Supplied text
A wealthy friend of mine notes that we all pay for poverty in the end. The upfront way is to finance early childhood education for at-risk kids. The back-end way is to pay for prisons and private security guards. In cities with high economic inequality, such as New York and Los Angeles, more than 1 percent of all employees work as private security guards, according to census data.
This question of public goods hovers in the backdrop as we confront the “fiscal cliff” and seek to reach a deal based on a mix of higher revenues and reduced benefits. It’s true that we have a problem with rising entitlement spending, especially in health care. But I also wonder if we’ve reached the end of a failed half-century experiment in ever-lower tax rates for the wealthy.
Since the 1950s, the top federal income tax rate has fallen from 90 percent or more to 35 percent. Capital gains tax rates have been cut by more than half since the late 1970s. Financial tycoons now often pay a lower tax rate than their secretaries.

(Stored items from a collection)

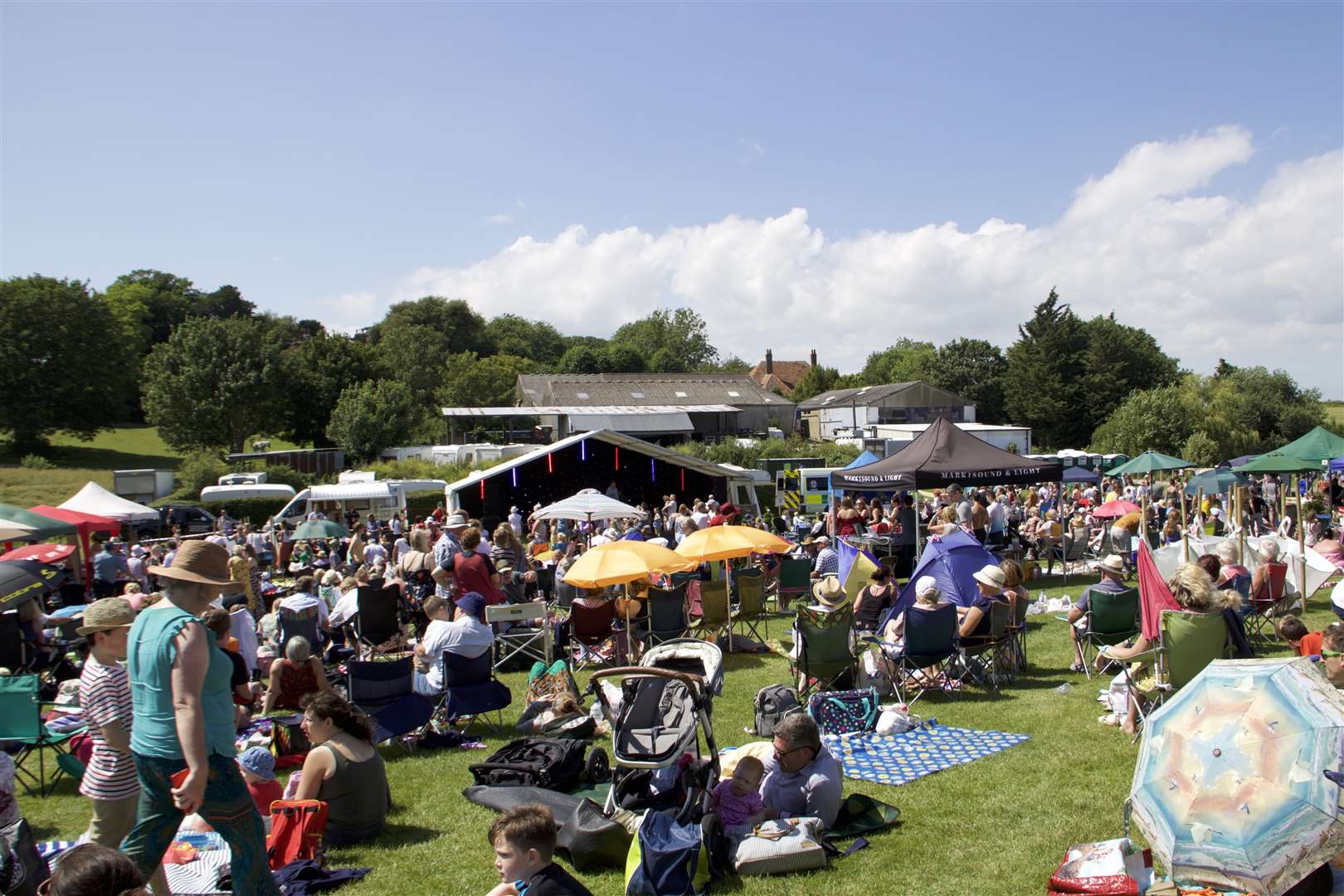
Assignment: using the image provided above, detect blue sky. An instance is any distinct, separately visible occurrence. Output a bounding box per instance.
[0,2,1344,397]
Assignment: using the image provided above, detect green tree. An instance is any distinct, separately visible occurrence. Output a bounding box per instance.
[1004,290,1093,449]
[859,338,937,386]
[141,317,280,451]
[277,332,373,447]
[327,380,425,460]
[610,308,719,369]
[0,275,130,455]
[928,338,1006,423]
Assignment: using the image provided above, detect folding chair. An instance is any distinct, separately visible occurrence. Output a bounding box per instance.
[789,605,859,704]
[876,603,957,704]
[730,575,770,644]
[345,655,434,744]
[485,601,551,670]
[691,580,733,651]
[958,601,1012,694]
[440,650,514,733]
[1078,588,1140,681]
[0,675,85,796]
[352,586,406,660]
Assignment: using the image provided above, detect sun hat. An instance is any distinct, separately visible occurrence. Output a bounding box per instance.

Task goal
Answer these from the passage above on poverty and tax rates:
1. In high-inequality cities such as New York and Los Angeles, what share of all employees work as private security guards?
2. Since the 1950s, what has the top federal income tax rate fallen to?
3. By how much have capital gains tax rates been cut since the late 1970s?

The answer
1. More than 1 percent.
2. 35 percent, down from 90 percent or more.
3. By more than half.